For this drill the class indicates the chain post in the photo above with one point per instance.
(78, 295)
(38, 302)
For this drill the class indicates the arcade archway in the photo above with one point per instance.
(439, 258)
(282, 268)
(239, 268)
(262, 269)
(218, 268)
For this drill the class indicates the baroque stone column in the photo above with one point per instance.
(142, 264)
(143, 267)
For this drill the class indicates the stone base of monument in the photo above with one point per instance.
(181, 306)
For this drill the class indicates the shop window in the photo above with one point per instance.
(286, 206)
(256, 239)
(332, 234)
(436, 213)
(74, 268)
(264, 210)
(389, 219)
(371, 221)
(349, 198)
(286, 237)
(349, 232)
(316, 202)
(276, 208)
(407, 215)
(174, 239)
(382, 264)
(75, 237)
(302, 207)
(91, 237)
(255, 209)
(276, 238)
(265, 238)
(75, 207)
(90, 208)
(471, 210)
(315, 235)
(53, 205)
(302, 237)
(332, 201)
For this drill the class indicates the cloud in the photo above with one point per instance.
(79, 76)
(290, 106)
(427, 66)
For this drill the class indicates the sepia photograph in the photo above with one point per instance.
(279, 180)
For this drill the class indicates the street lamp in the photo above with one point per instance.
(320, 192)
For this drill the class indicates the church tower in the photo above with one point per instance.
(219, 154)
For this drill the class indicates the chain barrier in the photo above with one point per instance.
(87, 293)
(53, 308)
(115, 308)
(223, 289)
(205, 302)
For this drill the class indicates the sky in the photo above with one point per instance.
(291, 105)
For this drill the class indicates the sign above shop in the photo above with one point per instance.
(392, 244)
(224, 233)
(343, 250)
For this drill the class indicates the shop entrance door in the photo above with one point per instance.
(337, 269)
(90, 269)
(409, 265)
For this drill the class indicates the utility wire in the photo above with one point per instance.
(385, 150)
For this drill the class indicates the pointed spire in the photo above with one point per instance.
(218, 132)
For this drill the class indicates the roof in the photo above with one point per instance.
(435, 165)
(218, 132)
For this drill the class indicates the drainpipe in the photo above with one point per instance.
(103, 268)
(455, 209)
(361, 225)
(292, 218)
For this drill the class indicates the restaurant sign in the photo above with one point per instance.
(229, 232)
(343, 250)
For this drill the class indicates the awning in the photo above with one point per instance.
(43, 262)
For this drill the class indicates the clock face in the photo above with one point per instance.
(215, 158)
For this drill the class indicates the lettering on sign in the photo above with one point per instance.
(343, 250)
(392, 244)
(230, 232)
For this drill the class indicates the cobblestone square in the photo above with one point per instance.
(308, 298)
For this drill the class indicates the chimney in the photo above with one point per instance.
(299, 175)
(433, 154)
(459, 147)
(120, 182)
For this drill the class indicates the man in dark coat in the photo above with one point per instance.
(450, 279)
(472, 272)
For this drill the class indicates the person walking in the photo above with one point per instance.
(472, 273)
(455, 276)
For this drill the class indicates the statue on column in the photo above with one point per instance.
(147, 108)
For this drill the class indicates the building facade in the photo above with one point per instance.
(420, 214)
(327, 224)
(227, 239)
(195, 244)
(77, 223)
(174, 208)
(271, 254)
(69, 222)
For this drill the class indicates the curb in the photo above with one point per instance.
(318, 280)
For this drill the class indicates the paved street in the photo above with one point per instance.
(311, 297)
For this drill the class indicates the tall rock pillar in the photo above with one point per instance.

++++++++

Retype the data above word for word, from the line containing "For this drill the class indicates the paved" through the last line, both included.

For this drill the class indicates the paved street in the photo above with one point per instance.
(311, 297)
For this drill the class indicates the tall rock pillar in the photo above with one point per instance.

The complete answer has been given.